▶ **Extracted text**
Mr Carvill, Managing Director of West Midlands-based Clickingmad, said the pandemic had forced many small businesses to move their services and products online and adopt digital technologies earlier than planned.
“Any support which can be provided to smaller businesses to enable them to keep up with this radical and irreversible digital shift is welcome news and we’re certain many business owners across our region will benefit from this new scheme. It could be a game-changer for a generation of enterprises,” he said.
Proposals to provide funding to the tune of £5billion to support the recovery of local high streets following the Covid pandemic was also welcomed by Mr Carvill.
“It is absolutely vital that we get our town centre businesses up and running as soon as it’s safe to do so and this funding will hopefully help to soften the enormous financial strain which many high street businesses have faced.

▶ **Data**
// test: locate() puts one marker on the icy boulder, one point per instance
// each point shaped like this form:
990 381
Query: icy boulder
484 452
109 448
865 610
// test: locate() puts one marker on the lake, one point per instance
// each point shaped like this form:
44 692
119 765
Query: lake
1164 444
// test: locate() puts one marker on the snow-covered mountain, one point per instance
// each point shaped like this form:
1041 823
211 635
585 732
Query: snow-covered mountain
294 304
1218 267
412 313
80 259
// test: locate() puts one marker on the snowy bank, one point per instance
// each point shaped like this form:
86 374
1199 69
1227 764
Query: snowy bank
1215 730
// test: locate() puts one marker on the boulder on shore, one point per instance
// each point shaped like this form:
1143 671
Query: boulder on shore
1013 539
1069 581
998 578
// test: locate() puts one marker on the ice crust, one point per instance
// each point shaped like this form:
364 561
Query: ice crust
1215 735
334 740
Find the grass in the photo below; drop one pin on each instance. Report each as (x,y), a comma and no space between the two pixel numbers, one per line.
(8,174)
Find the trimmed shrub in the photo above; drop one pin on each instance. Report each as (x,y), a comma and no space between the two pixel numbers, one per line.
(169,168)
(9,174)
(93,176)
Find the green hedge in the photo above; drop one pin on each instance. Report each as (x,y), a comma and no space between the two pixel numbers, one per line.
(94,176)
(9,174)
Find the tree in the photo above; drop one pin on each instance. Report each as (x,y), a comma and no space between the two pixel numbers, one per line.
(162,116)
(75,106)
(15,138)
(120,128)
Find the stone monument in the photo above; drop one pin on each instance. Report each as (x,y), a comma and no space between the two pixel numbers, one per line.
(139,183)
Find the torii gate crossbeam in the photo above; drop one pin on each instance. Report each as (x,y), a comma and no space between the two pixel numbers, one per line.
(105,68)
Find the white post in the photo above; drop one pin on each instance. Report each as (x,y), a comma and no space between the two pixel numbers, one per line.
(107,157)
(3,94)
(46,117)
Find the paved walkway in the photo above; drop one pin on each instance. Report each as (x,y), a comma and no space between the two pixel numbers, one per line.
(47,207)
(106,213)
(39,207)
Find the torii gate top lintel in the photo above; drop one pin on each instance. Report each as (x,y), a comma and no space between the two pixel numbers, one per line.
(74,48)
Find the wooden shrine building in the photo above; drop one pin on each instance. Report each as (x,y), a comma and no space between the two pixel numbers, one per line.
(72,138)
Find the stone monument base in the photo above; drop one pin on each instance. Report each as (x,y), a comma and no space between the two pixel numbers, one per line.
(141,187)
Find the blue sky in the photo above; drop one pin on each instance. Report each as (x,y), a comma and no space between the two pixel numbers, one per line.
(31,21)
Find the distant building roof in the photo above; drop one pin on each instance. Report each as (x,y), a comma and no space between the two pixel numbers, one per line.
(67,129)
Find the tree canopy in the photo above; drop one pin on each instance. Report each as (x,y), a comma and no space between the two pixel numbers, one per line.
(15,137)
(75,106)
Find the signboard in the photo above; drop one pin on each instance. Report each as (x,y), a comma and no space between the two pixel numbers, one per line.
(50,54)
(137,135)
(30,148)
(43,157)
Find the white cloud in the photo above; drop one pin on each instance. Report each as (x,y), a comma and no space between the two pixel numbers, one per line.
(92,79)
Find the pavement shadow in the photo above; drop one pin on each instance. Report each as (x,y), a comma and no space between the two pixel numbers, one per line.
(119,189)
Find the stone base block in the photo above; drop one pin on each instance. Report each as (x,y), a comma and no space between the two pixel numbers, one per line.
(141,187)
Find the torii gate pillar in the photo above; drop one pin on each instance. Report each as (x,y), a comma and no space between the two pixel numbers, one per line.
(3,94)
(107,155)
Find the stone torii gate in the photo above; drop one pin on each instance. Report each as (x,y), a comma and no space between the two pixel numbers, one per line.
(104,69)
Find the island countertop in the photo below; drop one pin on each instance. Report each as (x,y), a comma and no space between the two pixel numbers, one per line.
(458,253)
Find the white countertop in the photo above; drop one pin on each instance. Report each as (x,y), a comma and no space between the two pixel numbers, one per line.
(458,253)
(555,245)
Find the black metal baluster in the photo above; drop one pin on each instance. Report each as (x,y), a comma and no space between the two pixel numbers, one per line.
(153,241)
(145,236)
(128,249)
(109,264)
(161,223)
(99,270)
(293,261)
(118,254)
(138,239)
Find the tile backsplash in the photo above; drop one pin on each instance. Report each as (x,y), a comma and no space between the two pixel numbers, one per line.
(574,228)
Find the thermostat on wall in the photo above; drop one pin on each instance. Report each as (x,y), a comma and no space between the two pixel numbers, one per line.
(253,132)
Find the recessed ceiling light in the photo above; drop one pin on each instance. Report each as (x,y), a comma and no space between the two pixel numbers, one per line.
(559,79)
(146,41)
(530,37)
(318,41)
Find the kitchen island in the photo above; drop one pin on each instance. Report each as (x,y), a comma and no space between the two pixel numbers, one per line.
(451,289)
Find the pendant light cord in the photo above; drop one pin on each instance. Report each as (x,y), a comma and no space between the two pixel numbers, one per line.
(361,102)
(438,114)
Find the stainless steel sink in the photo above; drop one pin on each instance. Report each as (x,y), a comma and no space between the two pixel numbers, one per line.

▶ **Questions to answer**
A: Answer these questions using the excerpt on small-business support:
(i) Where is Clickingmad based?
(ii) How much funding is proposed for the recovery of local high streets?
(iii) According to Mr Carvill, what did the pandemic force many small businesses to do?
B: Write out the part of the excerpt on small-business support that begins at the words "Proposals to provide" and stops after "by Mr Carvill.", swapping "local high streets" for "town centres".
The rows were taken from a different source.

▶ **Answers for this exercise**
A:
(i) The West Midlands.
(ii) £5billion.
(iii) It forced them to move their services and products online and to adopt digital technologies earlier than planned.

B:
Proposals to provide funding to the tune of £5billion to support the recovery of town centres following the Covid pandemic was also welcomed by Mr Carvill.